What is asked:
Resume the book reviews below after their final line, writing the next part in the same style.

═════ Page extract ═════

The C++ Standard Library

Rating: 4/4 (A gentle introduction and a must-have reference for all C++ programmers.)

One of the love-hate features of C++ is the standard library. A predominantly large part of the library is the Standard Template Library (STL), which consists of containers, iterators and algorithms. The C++ programmer combines these classes to write his application. Due to the size of the library, the number of classes and functions and their odd eccentricities, a good reference is needed to use it properly. Thankfully, the The C++ Standard Library (A Tutorial and Reference) by Nicolai M. Josuttis is up to the job. This is probably the C++ book which I have used the most in the past few years.

The containers, iterators and algorithms of the STL use template metaprogramming heavily. However, learning this is still quite an uphill task for most programmers. I love this book because it cleanly sidesteps that part of C++, while still being to introduce and provide a compendium of usage of the STL classes. The reader only needs to read and understand the introductory chapters. The rest of the book serves as a reference to lookup when he actually faces a task that needs a container or algorithm. Chapter 6 (Containers) and Chapter 9 (Algorithms) are what I refer to most frequently almost every day. There are very few books which deal with the C++ standard library, thankfully this one is very good! The C++ Standard Libary is a must-have reference for all C++ programmers.


.Net Book Zero

Rating: 4/4 (The perfect introductory C# book for C and C++ programmers!)

I am most comfortable with C and C++, though it is mostly a love-hate relationship. C# is a modern programming language for the .Net platform and I have wanted to try it for sometime. I looked around for some good books and found most C# books to be horribly written. I mean, anyone can teach the keywords of the language and syntax. What one wants from a book is a deeper introduction. I finally found my match in .Net Book Zero by Charles Petzold. Petzold is a technical author who is legendary for his Programming Windows series of books. .Net Book Zero is his book for C and C++ programmers who want to learn C# and .Net.

Call me old fashioned, but I love it when the author says “Close your Visual Studio kid! Let me show you how to write and compile a C# program at the command-line using the C# compiler (csc.exe). Now, let us disassemble the program using the IL Disassembler (ildasm.exe) and examine the IL code the compiler produced for our program.”

I used version 1.1 of this book, which is updated only up to C# 2.0. I did not mind this, so the book was perfect for my needs! Petzold quickly glosses over features which work the same in C# as in C and C++. Instead he focuses on features that are new or work in subtly different ways. I especially loved the depth with which value types (allocated on the stack) and reference types (allocated on the managed heap) are covered all throughout the book. It is this kind of writing that enables a C/C++ programmer to come through this 250+ page book with an in-depth knowledge of how the gears crank underneath C#. The one thing that is missing in this book is a good index. I cannot think of an introductory C# book that is better suited for the C/C++ audience. Highly recommended. Petzold made a mistake sharing the book for free 😉

The book has some spelling mistakes, I have compiled the errata here.


Rating: 3/4 (If your daily life is being strung tight by too many distractions, Focus might be a handy guide to peek into.)

═════ Dataset entries ═════

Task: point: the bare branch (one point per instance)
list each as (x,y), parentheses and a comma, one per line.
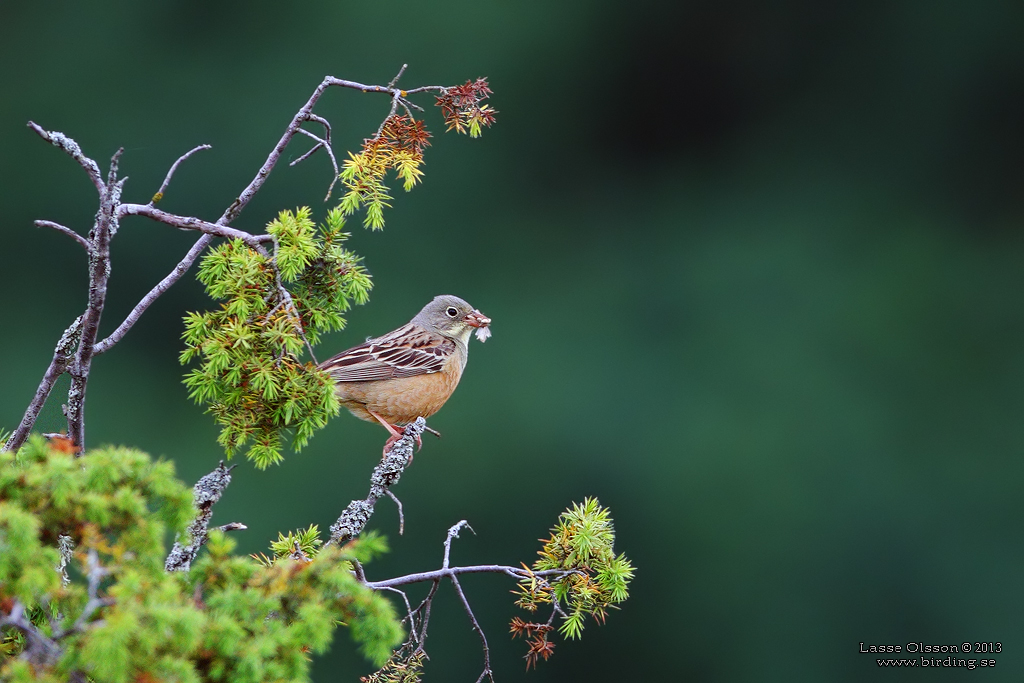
(72,148)
(62,355)
(437,574)
(192,223)
(66,546)
(454,534)
(99,273)
(39,649)
(67,230)
(206,492)
(154,294)
(401,515)
(167,179)
(486,673)
(320,143)
(355,516)
(397,76)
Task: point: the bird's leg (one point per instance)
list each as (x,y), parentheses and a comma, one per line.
(395,434)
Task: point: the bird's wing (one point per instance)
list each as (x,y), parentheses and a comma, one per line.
(408,351)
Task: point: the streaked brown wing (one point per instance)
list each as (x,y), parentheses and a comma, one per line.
(407,351)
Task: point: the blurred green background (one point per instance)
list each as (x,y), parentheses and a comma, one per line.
(756,275)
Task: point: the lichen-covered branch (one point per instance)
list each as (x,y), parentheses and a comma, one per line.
(105,225)
(387,473)
(62,355)
(206,492)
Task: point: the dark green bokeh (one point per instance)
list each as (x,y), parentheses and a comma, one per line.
(755,270)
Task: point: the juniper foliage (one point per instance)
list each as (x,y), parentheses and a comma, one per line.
(251,375)
(121,617)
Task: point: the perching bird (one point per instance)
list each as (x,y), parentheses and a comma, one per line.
(410,372)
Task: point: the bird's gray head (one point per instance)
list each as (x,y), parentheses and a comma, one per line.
(451,316)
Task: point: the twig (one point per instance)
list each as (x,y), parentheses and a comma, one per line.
(409,609)
(386,474)
(190,223)
(39,649)
(99,273)
(207,492)
(454,534)
(62,355)
(67,230)
(167,179)
(438,574)
(73,150)
(476,627)
(394,80)
(66,546)
(95,575)
(401,516)
(154,294)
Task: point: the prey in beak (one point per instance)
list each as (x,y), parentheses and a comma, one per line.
(475,318)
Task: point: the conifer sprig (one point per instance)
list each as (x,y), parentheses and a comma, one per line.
(123,619)
(595,580)
(252,376)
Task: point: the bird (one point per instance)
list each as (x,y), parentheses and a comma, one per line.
(410,372)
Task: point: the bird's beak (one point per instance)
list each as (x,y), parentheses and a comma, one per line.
(475,318)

═════

Task response:
Focus is the latest book by Leo Babauta, famous for his Zen Habits blog. The book is an edited compilation of his writings at Zen Habits and Mnmlist on the subject of focus. This is the latest in the series of books that seem to recommend single-tasking in our distraction and gadget filled lives. The theme is quite akin to The Shallows by Nicholas Carr, which I read recently and which I feel is quite influential. Focus can be summed up by this Charles Dickens quote:

“He did each single thing as if he did nothing else.”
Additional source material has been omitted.